Each entry should be restated word for word, with all pictures left out.
____ SOURCE MATERIAL
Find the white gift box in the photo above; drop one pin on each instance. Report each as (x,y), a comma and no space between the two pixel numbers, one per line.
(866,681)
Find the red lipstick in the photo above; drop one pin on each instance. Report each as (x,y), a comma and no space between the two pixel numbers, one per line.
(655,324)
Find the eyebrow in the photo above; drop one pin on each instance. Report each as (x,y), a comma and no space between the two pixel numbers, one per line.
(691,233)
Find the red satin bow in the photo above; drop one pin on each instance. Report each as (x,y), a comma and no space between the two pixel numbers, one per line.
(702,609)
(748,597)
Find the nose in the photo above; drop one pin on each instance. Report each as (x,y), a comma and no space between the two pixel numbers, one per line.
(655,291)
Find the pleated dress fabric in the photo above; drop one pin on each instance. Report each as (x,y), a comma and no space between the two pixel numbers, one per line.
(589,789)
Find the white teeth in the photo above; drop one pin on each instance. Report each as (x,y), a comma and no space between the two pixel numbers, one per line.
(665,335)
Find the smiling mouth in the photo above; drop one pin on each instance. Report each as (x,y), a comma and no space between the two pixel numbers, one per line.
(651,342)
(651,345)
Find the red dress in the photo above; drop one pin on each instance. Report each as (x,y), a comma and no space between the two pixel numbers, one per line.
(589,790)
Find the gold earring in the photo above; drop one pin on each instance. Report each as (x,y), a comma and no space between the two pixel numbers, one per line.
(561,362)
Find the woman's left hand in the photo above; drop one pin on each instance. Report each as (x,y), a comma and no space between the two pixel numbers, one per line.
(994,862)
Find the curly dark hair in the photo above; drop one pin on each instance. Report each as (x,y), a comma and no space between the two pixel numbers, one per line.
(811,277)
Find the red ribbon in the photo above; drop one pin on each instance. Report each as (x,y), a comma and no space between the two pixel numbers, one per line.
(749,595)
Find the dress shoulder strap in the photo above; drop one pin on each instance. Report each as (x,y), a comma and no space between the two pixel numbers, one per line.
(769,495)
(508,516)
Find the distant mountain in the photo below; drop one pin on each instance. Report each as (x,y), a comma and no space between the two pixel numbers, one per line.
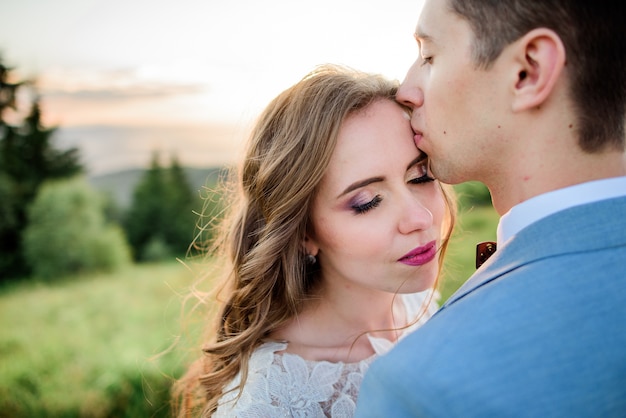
(121,185)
________
COMPLETED TASK>
Find the white gift box in the photo above; drop one pin on each instance. Report each as (x,y), a comma and no space between the two pixel numbers, one per line.
(866,681)
Find the red lipstick in the photo above; drop one pin on each instance. Report each as (x,y), a comma and no space between the two pixel numbers, one per line.
(655,324)
Find the eyebrow in the photo above; drop one pin on each instance. Report each as (x,y), a comma and no space between the two pixel numbers, one per line.
(691,233)
Find the red satin bow in the photo above; drop one pin on each instance. Report each as (x,y), a comma and no space between the two pixel numbers, one per line.
(702,609)
(748,597)
Find the nose in the photo above; drop one pin on each instance. Report each as (x,y), a comma and no space between the two pixel numbers, one per line.
(655,291)
Find the pleated dress fabric in the photo above; drop one pin on each instance. Report each as (x,y), a comma and no space between the two pixel numbers, one per line.
(589,789)
Find the white teeth in the photo above; drop one pin on each instance. Report each as (x,y), a comma and no space between the two pixel numbers, one per line.
(665,335)
Find the smiling mouth in the photo above; drop one pin on each instance. Report each as (x,y), a comma and no space between the two pixel numbers, one per line.
(651,342)
(651,345)
Find the red dress in the photo above; drop one pin on each instance. Report each as (x,y), a comma and no space between the two pixel numbers, one per line.
(589,790)
Find the gold earring in the photo above; drop one pin on each instance. Report each as (x,y), a comma and no space between the two pixel numbers, one per line.
(561,362)
Find the woman's left hand in the photo above; drop one pin on each instance. Report each as (x,y), a comma and no space between the two pixel numbers, one per line.
(994,862)
Find the curly dark hair in the photo above; drop one pin on each instance. Report each as (x,y), a comma and no space between the two pixel numbers, one per line.
(811,277)
Find the red ribbon in the photo above; drop one pin on each instance. Report each as (x,y), a comma and no space between the two pixel numbers, one per line.
(749,595)
Find the dress shoulder strap in the photo above; drop one pin on each instance. Report each as (x,y), a comma and no space between the two pixel numbers, one per line.
(769,495)
(508,516)
Find the distant mountain in the photo below; drop one pin on each instance. Report each as (x,y), a comma and no space between the two pixel numbers, one per line.
(121,185)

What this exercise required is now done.